[Recorded data]
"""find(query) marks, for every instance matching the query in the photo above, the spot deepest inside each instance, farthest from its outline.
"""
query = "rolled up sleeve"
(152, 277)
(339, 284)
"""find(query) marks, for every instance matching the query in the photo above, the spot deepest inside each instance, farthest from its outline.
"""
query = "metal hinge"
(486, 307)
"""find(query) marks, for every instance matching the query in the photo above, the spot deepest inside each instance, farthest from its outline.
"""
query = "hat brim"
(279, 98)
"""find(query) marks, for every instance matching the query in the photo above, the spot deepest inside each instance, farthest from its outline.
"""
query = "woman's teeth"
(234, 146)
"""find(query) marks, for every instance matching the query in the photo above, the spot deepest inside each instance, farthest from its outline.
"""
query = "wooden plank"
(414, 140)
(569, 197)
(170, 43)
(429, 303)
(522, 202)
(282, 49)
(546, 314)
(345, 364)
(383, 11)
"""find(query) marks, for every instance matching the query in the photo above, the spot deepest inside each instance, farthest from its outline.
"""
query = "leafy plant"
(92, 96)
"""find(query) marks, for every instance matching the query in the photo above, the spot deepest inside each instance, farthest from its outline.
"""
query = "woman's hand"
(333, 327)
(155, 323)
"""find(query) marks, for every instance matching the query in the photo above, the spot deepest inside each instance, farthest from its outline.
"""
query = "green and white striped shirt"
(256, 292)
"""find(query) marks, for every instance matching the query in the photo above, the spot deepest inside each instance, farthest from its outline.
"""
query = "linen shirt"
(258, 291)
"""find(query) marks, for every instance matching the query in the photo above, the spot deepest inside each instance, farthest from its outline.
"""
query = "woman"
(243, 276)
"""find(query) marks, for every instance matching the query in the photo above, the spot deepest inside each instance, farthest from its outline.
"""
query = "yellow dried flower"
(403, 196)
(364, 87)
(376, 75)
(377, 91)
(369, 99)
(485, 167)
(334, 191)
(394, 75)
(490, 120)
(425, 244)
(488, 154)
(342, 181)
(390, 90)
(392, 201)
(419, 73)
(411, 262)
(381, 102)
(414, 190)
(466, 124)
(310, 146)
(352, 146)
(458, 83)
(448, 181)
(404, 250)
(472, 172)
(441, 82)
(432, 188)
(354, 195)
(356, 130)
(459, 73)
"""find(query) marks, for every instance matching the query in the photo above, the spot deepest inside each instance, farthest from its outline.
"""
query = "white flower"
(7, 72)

▶ _DESCRIPTION OF THE TASK_
The reply should consist of all the records, repeated exactly.

▶ _WORKED SOLUTION_
"""find(query) marks, for every instance matching the query in the photo above, the spot deepest inside each instance, farthest from its outline.
"""
query = "rolled up sleeve"
(152, 277)
(339, 284)
"""find(query) marks, for every instance matching the query in the photo above, the spot deepest inside each instance, farthest from its outline.
"""
query = "metal hinge"
(486, 307)
"""find(query) marks, for every instance matching the query in the photo above, the spot deepest inside each instance, farthest from its outline.
"""
query = "hat brim"
(279, 98)
"""find(query) marks, for every instance matching the query in the photo above, the spot deepest inside each instance, farthest from its outline.
"""
query = "woman's teeth"
(234, 146)
"""find(query) marks, for every instance matching the query in the photo above, the spot deepest inside each instance, farthest from its outline.
"""
query = "wooden plank"
(414, 140)
(569, 197)
(170, 43)
(429, 303)
(522, 202)
(282, 49)
(546, 314)
(345, 364)
(383, 11)
"""find(query) marks, for every instance matching the query in the photo above, the spot deepest inside each instance, farthest from its outline.
"""
query = "leafy plant"
(92, 96)
"""find(query) marks, for every instance matching the query in the photo above, the spot deepest inside each instance, farthest from its outline.
"""
query = "woman's hand"
(333, 327)
(155, 323)
"""find(query) marks, for every instance matching the query in the photo above, the spot deepest inside each instance, farthest from its outline.
"""
query = "green and white striped shirt"
(256, 292)
"""find(query) marks, for every instance matching the query in the photo above, the spot deepest inside each instance, farthest from its outline.
"""
query = "linen shirt"
(258, 291)
"""find(query) marks, for every instance matching the query in the photo above, the spot deepest inside each instance, farthest from its outline.
"""
query = "woman"
(243, 276)
"""find(query) marks, for every instance matching the query in the photo above, the spot deepest inside each instance, farthest from its outline.
"""
query = "yellow dried flower"
(403, 196)
(364, 87)
(376, 75)
(377, 91)
(369, 99)
(485, 167)
(334, 191)
(394, 75)
(490, 120)
(425, 244)
(488, 154)
(342, 181)
(390, 90)
(392, 201)
(419, 73)
(411, 262)
(381, 102)
(414, 190)
(466, 124)
(310, 146)
(352, 146)
(458, 83)
(448, 181)
(404, 250)
(472, 172)
(441, 82)
(432, 188)
(354, 195)
(356, 130)
(459, 73)
"""find(query) marks, for every instance matching the query in the photo above, the spot deepest inside each instance, farthest from its outline.
"""
query = "white flower"
(7, 72)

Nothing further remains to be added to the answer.